-------- Excerpt provided

Responses to emails! The sharp-eyed among you may have noticed that I've taken down my email address from the sidebar - this is because I was getting deluged with so many emails that it was taking me literally months to reply to them. >.< So, huge apologies to those of you who sent me emails back in February and are still awaiting replies.
Today I thought I would begin taking a few of the queries sent to me and pop them up here (anonymously, of course!) so that other readers can share their thoughts and advice. After all, I am not an oracle, and there is usually somebody lurking around on this blog who has better advice than me. ;-)
I received an email entitled 'Brotherly Woes' back in February, in which a young lady asked, "I have a serious problem. I just happen to live with a passive anti-goth kid. As in he hates me being goth but is too lazy to do anything serious about it... yet. Due to the fact that my Dad snores and my mum's driven into another room leaves me sleeping in a bunk bed with my little brother. I'm so desperate to turn that room into a goths dream bedroom but I have no idea how to go about it as I have no idea what he might do, or what mum might too. :("
I don't have any brothers or sisters so I can't entirely relate to this dilemma, but I do know that many siblings are known to roll their eyes and make mocking comments about a brother or sister's interest in Goth. However, I wonder what sort of 'serious' action Little Bro could possibly take? A slightly younger friend of mine once had her Gothy skirts cut to ribbons by a sibling, and responded in kind by taking the scissors to her sister's pyjamas, so I DO understand the concern. But short of paying to get you lobotomised, I'm not sure that a sibling can actually stop one from being Goth.
|Source: Let the Angels Commit|
Hopefully if your parents understand your desire to have a little bit of spookiness in your surroundings they will give you permission to do what you can to your own area as long as you don't encroach on your brother's own space. (Also, having discussions with the parental units provides protection from siblings liable to 'accidentally' damage your Gothier pieces of decor in a fit of pique.)

----------------
-------- Data shown

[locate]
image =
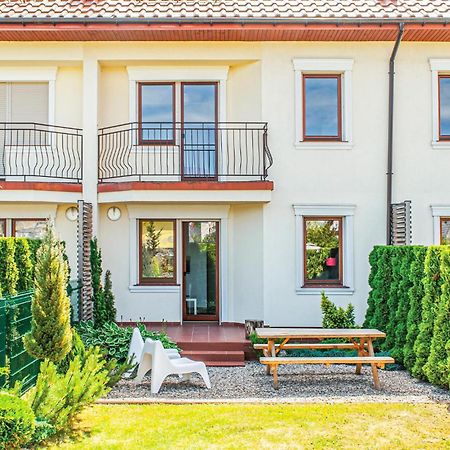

----------------

→ **Problem to work on**
Pick up the blog post on a reader's shared bedroom and her anti-goth little brother, and continue it past its final sentence.

→ **Result of this exercise**
Speaking to your parents might also help give you peace of mind about your brother's 'anti-Goth' tendencies. Depending on your brother's age, could it be worth having a conversation with him also about what it is he has a problem with about you being Goth? Is it really Goth he has a problem with, or does he just like having something to needle you about - in which case, feel free to ignore him. If, however, he has genuine concern or distaste regarding your appreciation for Goth, it might help to talk it through with him.
But, if he is the kind of little brother who likes to be aggravating, he may try to provoke you and cause an argument - don't let any provocative or unpleasant comments regarding Goth get to you. Just change the subject or walk away. Don't be drawn into any arguments with your brother on the subject as this will help keep your parents on-side - you don't want them to end up disapproving of your Goth-ness as well. Keep your cool and refuse to rise to the bait. With time, it's likely he'll get bored of trying to irritate you on that particular subject or simply come to accept it.
Best of luck!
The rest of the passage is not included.